> **Text provided**
☆ ☆ ☆ ☆

Edward Teach (1680 – 1718), affectionately known to his crew as ‘Blackbeard’, was a notorious English pirate who captained the Queen Anne’s Revenge, operating around the West Indies and the eastern coast of the American colonies. Despite the modern-day picture of the traditional tyrannical pirate, Blackbeard is said to have commanded his vessels with the permission of their crews and there is no known historical account of his ever having murdered those he held captive.

Pirates Enjoyed Reading About Other Pirates

As National Geographic reports , the discovery was announced Thursday during a speech by conservators from the Queen Anne’s Revenge (QAR) Conservation Lab at the annual meeting of the Society of Historical Archaeology held in New Orleans. Experts now suggest that the new find could provide previously unknown information about pirates, such as their love for reading stories about other pirates.

Researchers were examining a metal piece of a breech-loading cannon that was covered in concrete, which had been recovered from the wreck. “When we pulled out a wooden plug that was sealing the cannon chamber, we found some wadding, which looked like ‘a mass of black textile’," Erik Farrell, a conservator with the North Carolina Department of Natural and Cultural Resources' Queen Anne's Revenge Lab, told Live Science .

☆ ☆ ☆ ☆

> **Task requirements**
A. Answer these questions about the Blackbeard passage:
(i) What ship did Edward Teach captain?
(ii) In what city was the annual meeting of the Society of Historical Archaeology held?
(iii) What was sealing the cannon chamber?
B. For each statement, say whether the Blackbeard passage agrees with it, and quote the words that settle it.
(i) Blackbeard is known to have murdered people he held captive.
(ii) The metal piece of the cannon was covered in concrete.
(iii) The discovery was announced at a meeting held in Charleston.
C. Repeat the Blackbeard passage word for word from "As National Geographic" to "about other pirates.".

☆ ☆ ☆ ☆

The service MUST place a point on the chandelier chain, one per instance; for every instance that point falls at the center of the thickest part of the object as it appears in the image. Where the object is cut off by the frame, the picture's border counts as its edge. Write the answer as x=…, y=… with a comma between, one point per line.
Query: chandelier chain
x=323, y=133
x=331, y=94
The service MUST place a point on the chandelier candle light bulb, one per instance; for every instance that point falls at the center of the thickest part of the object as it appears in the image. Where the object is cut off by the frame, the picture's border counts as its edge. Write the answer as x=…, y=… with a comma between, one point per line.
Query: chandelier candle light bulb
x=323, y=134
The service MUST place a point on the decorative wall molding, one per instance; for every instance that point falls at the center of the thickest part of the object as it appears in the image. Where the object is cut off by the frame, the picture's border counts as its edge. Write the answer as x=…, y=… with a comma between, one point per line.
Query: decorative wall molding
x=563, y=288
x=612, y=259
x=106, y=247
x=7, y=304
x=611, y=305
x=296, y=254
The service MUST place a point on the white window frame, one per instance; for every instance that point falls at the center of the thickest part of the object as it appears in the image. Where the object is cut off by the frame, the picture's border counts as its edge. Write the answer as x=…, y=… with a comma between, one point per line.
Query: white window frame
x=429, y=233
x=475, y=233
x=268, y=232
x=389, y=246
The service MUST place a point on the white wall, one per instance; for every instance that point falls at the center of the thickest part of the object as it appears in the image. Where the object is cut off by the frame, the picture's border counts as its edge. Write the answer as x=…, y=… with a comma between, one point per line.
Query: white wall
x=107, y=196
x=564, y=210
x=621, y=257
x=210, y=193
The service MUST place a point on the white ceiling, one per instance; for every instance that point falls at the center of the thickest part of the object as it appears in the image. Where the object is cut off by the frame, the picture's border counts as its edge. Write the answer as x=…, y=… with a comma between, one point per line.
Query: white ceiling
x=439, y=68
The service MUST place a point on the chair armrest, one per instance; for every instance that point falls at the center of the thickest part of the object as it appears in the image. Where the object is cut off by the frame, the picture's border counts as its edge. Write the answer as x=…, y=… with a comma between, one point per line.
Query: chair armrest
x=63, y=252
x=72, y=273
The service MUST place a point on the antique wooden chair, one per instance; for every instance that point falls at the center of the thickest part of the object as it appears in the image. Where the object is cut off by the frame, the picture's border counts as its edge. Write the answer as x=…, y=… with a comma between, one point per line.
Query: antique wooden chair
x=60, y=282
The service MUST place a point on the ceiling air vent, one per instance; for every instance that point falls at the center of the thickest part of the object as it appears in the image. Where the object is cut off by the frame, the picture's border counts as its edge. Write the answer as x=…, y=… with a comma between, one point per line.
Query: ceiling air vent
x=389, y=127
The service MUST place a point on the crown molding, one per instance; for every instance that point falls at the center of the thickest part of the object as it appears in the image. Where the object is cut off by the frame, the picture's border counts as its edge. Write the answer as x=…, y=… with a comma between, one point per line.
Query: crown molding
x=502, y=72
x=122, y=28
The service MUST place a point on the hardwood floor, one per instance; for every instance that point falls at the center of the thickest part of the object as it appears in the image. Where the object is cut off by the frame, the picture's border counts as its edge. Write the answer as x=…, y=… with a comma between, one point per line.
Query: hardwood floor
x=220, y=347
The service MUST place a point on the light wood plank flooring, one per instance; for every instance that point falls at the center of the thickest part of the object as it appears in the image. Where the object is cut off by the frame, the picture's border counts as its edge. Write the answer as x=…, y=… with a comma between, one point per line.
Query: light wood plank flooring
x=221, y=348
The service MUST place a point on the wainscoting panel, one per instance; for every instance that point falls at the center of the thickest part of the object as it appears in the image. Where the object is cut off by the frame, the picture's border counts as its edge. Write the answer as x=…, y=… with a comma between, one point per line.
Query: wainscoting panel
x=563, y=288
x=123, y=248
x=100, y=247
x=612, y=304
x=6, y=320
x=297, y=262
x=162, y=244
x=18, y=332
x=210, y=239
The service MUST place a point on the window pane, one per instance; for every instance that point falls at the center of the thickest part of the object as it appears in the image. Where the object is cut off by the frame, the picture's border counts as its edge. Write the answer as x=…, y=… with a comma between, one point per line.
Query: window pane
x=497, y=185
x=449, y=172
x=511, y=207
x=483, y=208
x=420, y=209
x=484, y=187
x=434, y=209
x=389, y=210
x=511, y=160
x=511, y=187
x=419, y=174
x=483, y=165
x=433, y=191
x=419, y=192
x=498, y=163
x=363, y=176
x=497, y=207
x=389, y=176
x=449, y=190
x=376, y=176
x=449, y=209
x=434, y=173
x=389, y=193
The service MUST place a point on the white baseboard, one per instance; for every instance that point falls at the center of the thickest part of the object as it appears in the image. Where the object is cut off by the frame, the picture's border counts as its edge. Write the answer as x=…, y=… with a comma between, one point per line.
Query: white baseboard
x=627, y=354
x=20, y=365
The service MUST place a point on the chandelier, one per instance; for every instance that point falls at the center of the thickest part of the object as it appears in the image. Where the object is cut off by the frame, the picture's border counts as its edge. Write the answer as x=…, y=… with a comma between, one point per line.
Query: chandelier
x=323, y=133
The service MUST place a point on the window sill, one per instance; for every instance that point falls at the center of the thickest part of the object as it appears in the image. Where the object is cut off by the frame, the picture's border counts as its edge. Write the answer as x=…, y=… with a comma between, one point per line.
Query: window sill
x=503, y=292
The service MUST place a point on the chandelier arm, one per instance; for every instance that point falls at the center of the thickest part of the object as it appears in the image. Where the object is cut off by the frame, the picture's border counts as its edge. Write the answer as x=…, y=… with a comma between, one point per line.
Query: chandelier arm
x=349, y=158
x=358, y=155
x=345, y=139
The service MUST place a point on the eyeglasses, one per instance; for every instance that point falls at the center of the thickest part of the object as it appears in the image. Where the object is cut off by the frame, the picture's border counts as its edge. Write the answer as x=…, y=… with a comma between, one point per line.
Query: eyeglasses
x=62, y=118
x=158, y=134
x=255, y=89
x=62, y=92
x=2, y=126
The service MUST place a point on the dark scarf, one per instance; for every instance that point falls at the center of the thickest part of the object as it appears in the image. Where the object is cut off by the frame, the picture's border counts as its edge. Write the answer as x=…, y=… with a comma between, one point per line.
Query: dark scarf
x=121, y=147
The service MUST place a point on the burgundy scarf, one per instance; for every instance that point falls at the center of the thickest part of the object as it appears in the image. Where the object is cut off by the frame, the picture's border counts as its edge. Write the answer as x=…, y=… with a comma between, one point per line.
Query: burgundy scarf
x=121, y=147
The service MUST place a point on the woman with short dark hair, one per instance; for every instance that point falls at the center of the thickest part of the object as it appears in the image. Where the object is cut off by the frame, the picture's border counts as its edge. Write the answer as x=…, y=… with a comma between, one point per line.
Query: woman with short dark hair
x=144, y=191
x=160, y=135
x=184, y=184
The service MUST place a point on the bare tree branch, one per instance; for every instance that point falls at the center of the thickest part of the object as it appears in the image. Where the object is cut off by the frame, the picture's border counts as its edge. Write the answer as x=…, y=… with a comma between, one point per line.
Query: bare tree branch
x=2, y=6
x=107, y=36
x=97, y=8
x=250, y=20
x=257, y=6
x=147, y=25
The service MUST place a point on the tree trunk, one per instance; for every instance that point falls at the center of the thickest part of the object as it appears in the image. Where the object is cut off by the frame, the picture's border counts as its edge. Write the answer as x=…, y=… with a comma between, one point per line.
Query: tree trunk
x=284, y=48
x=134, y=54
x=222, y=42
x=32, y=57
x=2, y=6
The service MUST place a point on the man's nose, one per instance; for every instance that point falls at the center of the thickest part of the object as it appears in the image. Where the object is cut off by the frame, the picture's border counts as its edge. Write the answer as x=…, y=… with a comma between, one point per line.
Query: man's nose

☆ ☆ ☆ ☆

> **Solutions to the exercise**
A.
(i) The Queen Anne's Revenge.
(ii) New Orleans.
(iii) A wooden plug.

B.
(i) No. "there is no known historical account of his ever having murdered those he held captive"
(ii) Yes. "a metal piece of a breech-loading cannon that was covered in concrete"
(iii) No. "the annual meeting of the Society of Historical Archaeology held in New Orleans"

C.
As National Geographic reports , the discovery was announced Thursday during a speech by conservators from the Queen Anne’s Revenge (QAR) Conservation Lab at the annual meeting of the Society of Historical Archaeology held in New Orleans. Experts now suggest that the new find could provide previously unknown information about pirates, such as their love for reading stories about other pirates.